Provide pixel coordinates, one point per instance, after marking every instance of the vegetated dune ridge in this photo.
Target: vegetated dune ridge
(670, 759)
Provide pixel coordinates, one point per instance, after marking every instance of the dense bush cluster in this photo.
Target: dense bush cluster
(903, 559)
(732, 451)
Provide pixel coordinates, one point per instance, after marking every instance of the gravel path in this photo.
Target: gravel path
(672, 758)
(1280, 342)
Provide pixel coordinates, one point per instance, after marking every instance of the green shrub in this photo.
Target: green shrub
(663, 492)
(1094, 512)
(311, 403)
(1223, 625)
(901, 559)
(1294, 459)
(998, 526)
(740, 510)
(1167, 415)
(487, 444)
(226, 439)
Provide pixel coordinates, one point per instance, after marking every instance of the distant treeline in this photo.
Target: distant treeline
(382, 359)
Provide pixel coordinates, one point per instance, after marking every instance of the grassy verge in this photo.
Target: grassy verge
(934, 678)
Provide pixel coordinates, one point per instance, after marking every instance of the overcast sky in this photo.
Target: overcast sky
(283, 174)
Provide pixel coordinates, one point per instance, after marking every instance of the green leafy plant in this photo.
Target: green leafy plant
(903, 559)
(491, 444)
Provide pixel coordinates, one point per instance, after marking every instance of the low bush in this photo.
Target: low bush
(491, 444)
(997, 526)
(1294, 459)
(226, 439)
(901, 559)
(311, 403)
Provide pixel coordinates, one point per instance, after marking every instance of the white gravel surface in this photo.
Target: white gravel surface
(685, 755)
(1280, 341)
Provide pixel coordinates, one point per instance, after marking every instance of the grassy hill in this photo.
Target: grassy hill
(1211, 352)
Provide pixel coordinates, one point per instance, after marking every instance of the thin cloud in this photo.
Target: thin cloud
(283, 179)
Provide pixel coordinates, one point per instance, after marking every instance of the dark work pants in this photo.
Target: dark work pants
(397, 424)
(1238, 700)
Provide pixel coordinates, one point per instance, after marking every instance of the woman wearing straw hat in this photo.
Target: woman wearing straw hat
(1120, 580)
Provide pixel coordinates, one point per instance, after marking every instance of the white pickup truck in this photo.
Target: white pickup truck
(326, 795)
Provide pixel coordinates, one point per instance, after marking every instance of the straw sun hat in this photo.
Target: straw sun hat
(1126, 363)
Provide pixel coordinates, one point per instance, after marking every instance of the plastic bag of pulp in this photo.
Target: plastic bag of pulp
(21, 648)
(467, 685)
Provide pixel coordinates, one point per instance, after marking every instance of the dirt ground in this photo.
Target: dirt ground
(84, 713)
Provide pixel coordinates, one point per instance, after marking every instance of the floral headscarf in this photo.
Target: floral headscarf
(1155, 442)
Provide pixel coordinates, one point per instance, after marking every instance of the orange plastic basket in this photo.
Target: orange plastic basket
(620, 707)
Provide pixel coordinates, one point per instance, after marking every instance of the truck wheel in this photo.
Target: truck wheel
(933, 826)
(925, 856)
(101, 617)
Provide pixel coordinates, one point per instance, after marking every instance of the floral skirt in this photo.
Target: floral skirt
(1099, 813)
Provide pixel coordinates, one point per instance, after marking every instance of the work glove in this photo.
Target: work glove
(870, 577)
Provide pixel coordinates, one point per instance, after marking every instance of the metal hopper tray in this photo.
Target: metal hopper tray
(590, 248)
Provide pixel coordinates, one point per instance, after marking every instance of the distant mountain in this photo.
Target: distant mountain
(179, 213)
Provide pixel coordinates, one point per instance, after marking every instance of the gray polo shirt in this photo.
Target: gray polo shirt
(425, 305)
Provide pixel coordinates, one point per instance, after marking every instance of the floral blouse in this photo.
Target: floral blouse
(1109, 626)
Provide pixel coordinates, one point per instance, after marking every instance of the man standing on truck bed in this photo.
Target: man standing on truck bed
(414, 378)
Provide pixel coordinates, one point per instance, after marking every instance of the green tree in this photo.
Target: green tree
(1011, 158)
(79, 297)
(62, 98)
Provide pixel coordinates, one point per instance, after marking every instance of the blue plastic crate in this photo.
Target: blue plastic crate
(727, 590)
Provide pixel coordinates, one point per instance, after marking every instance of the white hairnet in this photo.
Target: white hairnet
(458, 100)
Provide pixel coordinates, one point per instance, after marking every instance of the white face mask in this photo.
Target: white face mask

To do: Scan the data above for the word "mask". Copy every line in which it is found.

Task answer:
Provide pixel coordinates, one point per instance, after marking every instance of the white face mask in this photo.
Target: white face mask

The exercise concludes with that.